■ REQUIRED TASK ■
Could you reproduce, word for word, the part of the rows that opens with the line containing "Target: white flower" and closes with the last line of the rows, including both of those lines?

■ RECORDS FOR THIS TASK ■
══════════════════════════════

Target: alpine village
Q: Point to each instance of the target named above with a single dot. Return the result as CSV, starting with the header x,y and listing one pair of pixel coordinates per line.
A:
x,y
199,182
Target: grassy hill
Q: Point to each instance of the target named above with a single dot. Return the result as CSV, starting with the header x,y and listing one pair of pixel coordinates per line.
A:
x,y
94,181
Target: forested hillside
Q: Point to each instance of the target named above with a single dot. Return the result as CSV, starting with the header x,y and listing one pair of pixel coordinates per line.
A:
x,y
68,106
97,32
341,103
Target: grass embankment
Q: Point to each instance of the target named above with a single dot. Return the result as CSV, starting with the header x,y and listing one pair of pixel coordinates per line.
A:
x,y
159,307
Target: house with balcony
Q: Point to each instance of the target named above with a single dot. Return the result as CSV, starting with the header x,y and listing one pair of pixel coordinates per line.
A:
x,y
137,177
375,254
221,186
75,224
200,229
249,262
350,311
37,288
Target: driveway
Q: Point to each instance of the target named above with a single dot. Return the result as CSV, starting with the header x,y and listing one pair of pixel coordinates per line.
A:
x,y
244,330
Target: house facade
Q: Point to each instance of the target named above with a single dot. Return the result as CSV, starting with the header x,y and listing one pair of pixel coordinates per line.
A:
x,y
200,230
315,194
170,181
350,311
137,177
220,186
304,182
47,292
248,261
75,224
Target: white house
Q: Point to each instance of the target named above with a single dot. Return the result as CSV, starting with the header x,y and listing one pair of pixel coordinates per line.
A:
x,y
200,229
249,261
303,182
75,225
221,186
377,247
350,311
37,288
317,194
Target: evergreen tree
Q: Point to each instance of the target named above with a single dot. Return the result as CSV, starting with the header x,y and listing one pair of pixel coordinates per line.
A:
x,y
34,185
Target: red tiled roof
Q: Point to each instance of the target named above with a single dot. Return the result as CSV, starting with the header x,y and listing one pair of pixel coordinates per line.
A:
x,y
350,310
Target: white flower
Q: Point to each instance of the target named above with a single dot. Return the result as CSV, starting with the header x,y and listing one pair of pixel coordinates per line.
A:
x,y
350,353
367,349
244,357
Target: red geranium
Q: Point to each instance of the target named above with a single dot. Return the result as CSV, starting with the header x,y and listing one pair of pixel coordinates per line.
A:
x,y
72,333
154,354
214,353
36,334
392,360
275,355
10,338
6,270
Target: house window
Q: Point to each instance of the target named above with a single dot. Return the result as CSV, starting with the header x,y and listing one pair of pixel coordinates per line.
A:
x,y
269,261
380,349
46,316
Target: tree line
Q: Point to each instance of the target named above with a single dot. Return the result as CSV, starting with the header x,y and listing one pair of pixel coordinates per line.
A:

══════════════════════════════

■ CORRECT RESPONSE ■
Target: white flower
Q: Point to each instance of the target named above with a single dot. Return the result as CSV, starting with the header x,y and listing one pair of pixel coordinates per line.
A:
x,y
350,353
367,349
244,357
Target: red geranium
Q: Point to each instance of the target named above with a single dot. Return the result as CSV, starting with the header x,y and listing one pair of pixel coordinates per line.
A:
x,y
72,333
154,354
214,353
36,334
392,360
275,355
10,338
6,270
Target: house window
Q: Point to each instance of the target named above with a single dot. Return the result as CSV, starting with the header x,y and listing one pair of pixel coordinates per line.
A:
x,y
269,261
380,349
46,316
Target: tree line
Q: Point to each instance of the target named above with a single dot. Return the result as CSV, starting with the header x,y and listing one pair of pixel coordinates per line.
A:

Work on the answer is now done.